What you will do:
Put each line of the entries below into a numbered list, skipping any blank lines. Leave the pictures out of the list.

[Dataset entries on object locations]
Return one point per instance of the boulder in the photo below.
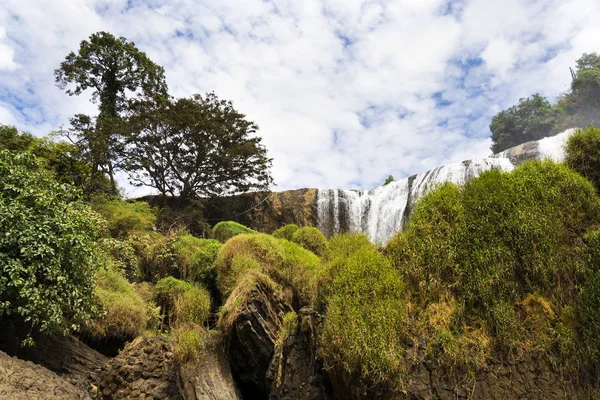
(24, 380)
(296, 372)
(251, 326)
(146, 368)
(209, 378)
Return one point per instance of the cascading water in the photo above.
(381, 212)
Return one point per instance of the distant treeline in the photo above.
(535, 117)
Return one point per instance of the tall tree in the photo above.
(532, 119)
(116, 71)
(194, 147)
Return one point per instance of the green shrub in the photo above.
(189, 341)
(181, 302)
(195, 258)
(125, 217)
(589, 307)
(48, 255)
(311, 239)
(156, 255)
(286, 232)
(366, 316)
(582, 153)
(202, 266)
(283, 261)
(225, 230)
(125, 314)
(123, 256)
(506, 247)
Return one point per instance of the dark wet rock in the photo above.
(296, 372)
(209, 378)
(24, 380)
(144, 369)
(252, 329)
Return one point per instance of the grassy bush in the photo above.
(242, 293)
(286, 232)
(124, 217)
(225, 230)
(156, 255)
(125, 314)
(582, 153)
(311, 239)
(506, 247)
(195, 258)
(589, 307)
(190, 341)
(48, 248)
(366, 314)
(181, 302)
(283, 261)
(123, 257)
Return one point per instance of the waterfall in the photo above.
(381, 212)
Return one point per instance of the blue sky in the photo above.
(346, 92)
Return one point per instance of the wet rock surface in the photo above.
(209, 378)
(24, 380)
(296, 372)
(144, 369)
(251, 337)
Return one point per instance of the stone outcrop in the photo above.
(24, 380)
(524, 378)
(209, 378)
(144, 369)
(296, 372)
(265, 212)
(252, 328)
(64, 355)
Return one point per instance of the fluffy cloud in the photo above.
(345, 92)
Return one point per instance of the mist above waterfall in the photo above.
(381, 212)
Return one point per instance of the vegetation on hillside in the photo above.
(535, 117)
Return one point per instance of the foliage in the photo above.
(125, 217)
(189, 341)
(112, 68)
(366, 315)
(286, 232)
(61, 158)
(504, 249)
(532, 119)
(286, 263)
(535, 118)
(582, 154)
(202, 268)
(125, 314)
(589, 311)
(225, 230)
(311, 239)
(123, 257)
(223, 154)
(156, 255)
(47, 248)
(181, 302)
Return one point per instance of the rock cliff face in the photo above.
(378, 213)
(266, 212)
(24, 380)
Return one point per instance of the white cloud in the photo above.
(346, 92)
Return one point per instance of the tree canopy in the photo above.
(115, 70)
(199, 146)
(535, 117)
(47, 249)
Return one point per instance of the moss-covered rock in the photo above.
(286, 232)
(311, 239)
(225, 230)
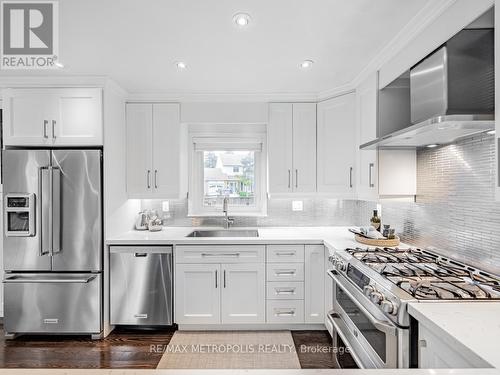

Correct response:
1. Return one point per instance of the boulder in the photo below.
2. (24, 380)
3. (296, 372)
4. (251, 326)
5. (146, 368)
6. (209, 378)
7. Return one point per instance of the cascading water in the photo above.
8. (381, 212)
9. Return one point per instance of the distant treeline in the photo above.
10. (535, 117)
11. Return one point per instance of the tall tree in the photo above.
12. (532, 119)
13. (116, 71)
14. (194, 147)
15. Return one point per instance of the green shrub in the photo above.
16. (189, 341)
17. (181, 302)
18. (195, 258)
19. (125, 217)
20. (589, 307)
21. (48, 255)
22. (311, 239)
23. (156, 255)
24. (286, 232)
25. (366, 316)
26. (582, 153)
27. (202, 266)
28. (283, 261)
29. (225, 230)
30. (125, 314)
31. (123, 256)
32. (506, 247)
33. Return one point per instance of the dark wet rock in the photo above.
34. (296, 372)
35. (209, 378)
36. (24, 380)
37. (144, 369)
38. (252, 329)
39. Return one point per instance of the grassy bush in the photo above.
40. (242, 293)
41. (286, 232)
42. (124, 217)
43. (225, 230)
44. (156, 255)
45. (125, 314)
46. (582, 153)
47. (311, 239)
48. (506, 247)
49. (195, 258)
50. (589, 307)
51. (190, 341)
52. (48, 248)
53. (366, 314)
54. (181, 302)
55. (283, 261)
56. (123, 257)
57. Return one point per instance of the waterfall in the photo above.
58. (381, 212)
59. Return one point per instance of the blue sky in the photo above.
60. (346, 92)
61. Return one point per instance of the wet rock surface in the photo above.
62. (209, 378)
63. (24, 380)
64. (296, 372)
65. (144, 369)
66. (251, 337)
67. Return one point per instance of the stone outcrop in the photo above.
68. (24, 380)
69. (524, 378)
70. (209, 378)
71. (144, 369)
72. (296, 372)
73. (265, 212)
74. (252, 328)
75. (64, 355)
76. Return one point per instance of the fluffy cloud in the photo above.
77. (345, 92)
78. Return one point per instance of the mist above waterfall in the photo above.
79. (381, 212)
80. Return one point per instance of the vegetation on hillside in the photo above.
81. (535, 117)
82. Return one point per instance of the foliage in the photo above.
83. (125, 217)
84. (189, 341)
85. (112, 68)
86. (366, 315)
87. (286, 232)
88. (61, 158)
89. (504, 249)
90. (532, 119)
91. (286, 263)
92. (535, 118)
93. (582, 154)
94. (202, 268)
95. (125, 314)
96. (589, 311)
97. (225, 230)
98. (311, 239)
99. (123, 257)
100. (223, 154)
101. (156, 255)
102. (47, 248)
103. (181, 302)
104. Return one point per instance of the rock cliff face in the photo above.
105. (378, 213)
106. (266, 212)
107. (24, 380)
108. Return one point per instance of the white cloud in the photo above.
109. (346, 92)
110. Return one point per instance of the tree canopy in the photo above.
111. (115, 70)
112. (199, 146)
113. (535, 117)
114. (47, 249)
115. Return one point per instance of the moss-covered rock in the photo above.
116. (286, 232)
117. (311, 239)
118. (225, 230)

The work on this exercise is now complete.